> **Tasks**:
[1] From the passage about a father's education, list each way his lack of education showed up.
[2] Write the next part of the passage about a father's education, starting after its final sentence.

My Dad's lack of education showed up in several ways:  he had a check writing machine so he wouldn't have to write out the amount of the checks in script.  His writing was pretty much limited to numbers and his signature.  He had no accounting or control system to speak of; so he pretty much had to be present to keep employee theft down.  On those few occasions when my mother talked him into going to Sunday school with us, he would have to practice reading the assigned Bible verses in case he was called on.  My Dad was not dumb; he was smart, actually.  But he lacked "book learning."

What I'm leading up to here is that my Dad had to work very, very hard to make a living, and, because of that and for as long as I can remember, his mantra was "Bobby, you've got to go to college so you won't have to work as hard as me."  There simply were no ifs, ands or buts about it.  He viewed education in very practical terms.  It was the way out of poverty and manual labor.  A "good education" was the only road to an easier and better life.

> **Collected material**:

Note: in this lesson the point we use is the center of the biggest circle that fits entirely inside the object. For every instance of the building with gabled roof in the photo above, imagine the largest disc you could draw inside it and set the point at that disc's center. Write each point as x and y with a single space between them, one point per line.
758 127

> **Answers**:
[1]
- He used a check writing machine so he would not have to write out check amounts in script.
- His writing was mostly limited to numbers and his signature.
- He had almost no accounting or control system, so he had to be present to keep employee theft down.
- When he went to Sunday school, he had to practice reading the assigned Bible verses in case he was called on.

[2]
These early lessons in the value of education didn't come hard to me.  They made sense to me when I was five years old, and they kept making sense. They were intuitive.  How could you argue with the obvious? I grew up assuming that everybody with eyes could see how the world works, and that, as soon they could afford it, they would insist on their kids graduating from high school. By affording it, I mean as soon as they could do so without the extra hands on the farm.

I apologize to the readers, if any, for getting stuck in the fifties.  I've had Georgia on my mind lately because of the current issue of high school dropouts in Texas and how school choice might help fix the problem.  I couldn't help thinking of my Mother's modest and partially successful effort to exercising choice on my behalf.  But, just to complete the story . . .

I graduated from high school in 1960, from the University of Georgia in 1963.  I won a National Defense Education Act fellowship (thanks to Sputnik) and went on to graduate school.  I later got a Ph.D. in Economics and became an economist at the Richmond Fed.  I had a 36-year career at the Fed, including the 1991-2004 period as President of the Federal Reserve Bank of Dallas.  I served the next two years as Chancellor of the Texas A&M University System, before coming to my current job with the National Center for Policy Analysis.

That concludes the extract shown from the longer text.